Exercise requirements:
Rewrite the listing below with every "smaller ring" changed to "inner ring" and nothing else altered.

##### Information given #####

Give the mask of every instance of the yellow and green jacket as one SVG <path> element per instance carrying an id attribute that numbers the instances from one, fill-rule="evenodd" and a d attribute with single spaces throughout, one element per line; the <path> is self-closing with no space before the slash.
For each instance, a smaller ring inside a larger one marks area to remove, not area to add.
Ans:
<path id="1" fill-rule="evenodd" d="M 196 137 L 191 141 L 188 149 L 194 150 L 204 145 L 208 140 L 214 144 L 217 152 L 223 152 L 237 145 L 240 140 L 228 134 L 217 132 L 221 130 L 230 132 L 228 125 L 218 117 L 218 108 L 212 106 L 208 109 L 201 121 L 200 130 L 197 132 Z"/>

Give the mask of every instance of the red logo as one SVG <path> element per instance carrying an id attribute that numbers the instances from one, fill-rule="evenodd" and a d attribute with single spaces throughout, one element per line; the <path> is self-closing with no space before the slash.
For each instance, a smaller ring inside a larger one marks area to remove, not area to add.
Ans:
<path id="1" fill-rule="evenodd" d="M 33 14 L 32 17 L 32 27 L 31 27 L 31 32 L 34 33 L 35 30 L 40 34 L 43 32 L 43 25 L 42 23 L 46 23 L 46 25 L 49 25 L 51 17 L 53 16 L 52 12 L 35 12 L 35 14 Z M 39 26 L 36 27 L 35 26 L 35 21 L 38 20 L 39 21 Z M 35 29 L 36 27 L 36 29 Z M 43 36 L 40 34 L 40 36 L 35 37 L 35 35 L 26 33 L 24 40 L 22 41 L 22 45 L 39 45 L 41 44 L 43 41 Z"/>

#####

Correct answer:
Give the mask of every instance of the yellow and green jacket as one SVG <path> element per instance carrying an id attribute that numbers the instances from one, fill-rule="evenodd" and a d attribute with single spaces throughout, one element per line; the <path> is self-closing with no space before the slash.
For each instance, a inner ring inside a larger one marks area to remove, not area to add.
Ans:
<path id="1" fill-rule="evenodd" d="M 196 137 L 191 141 L 188 149 L 194 150 L 204 145 L 208 140 L 214 144 L 217 152 L 223 152 L 237 145 L 240 140 L 228 134 L 217 132 L 221 130 L 230 132 L 228 125 L 218 117 L 218 108 L 212 106 L 208 109 L 201 121 L 200 130 L 197 132 Z"/>

Give the mask of every instance of the red logo as one SVG <path> element per instance carrying an id attribute that numbers the instances from one, fill-rule="evenodd" and a d attribute with single spaces throughout, one element per line; the <path> is self-closing with no space before the slash.
For each instance, a inner ring inside a larger one marks area to remove, not area to add.
Ans:
<path id="1" fill-rule="evenodd" d="M 33 14 L 32 17 L 32 27 L 31 27 L 31 32 L 34 33 L 35 30 L 40 34 L 43 32 L 43 25 L 42 23 L 46 23 L 46 25 L 49 25 L 51 17 L 53 16 L 52 12 L 35 12 L 35 14 Z M 39 26 L 36 27 L 35 26 L 35 21 L 38 20 L 39 21 Z M 35 29 L 36 27 L 36 29 Z M 43 36 L 40 34 L 40 36 L 35 37 L 35 35 L 26 33 L 24 40 L 22 41 L 22 45 L 39 45 L 41 44 L 43 41 Z"/>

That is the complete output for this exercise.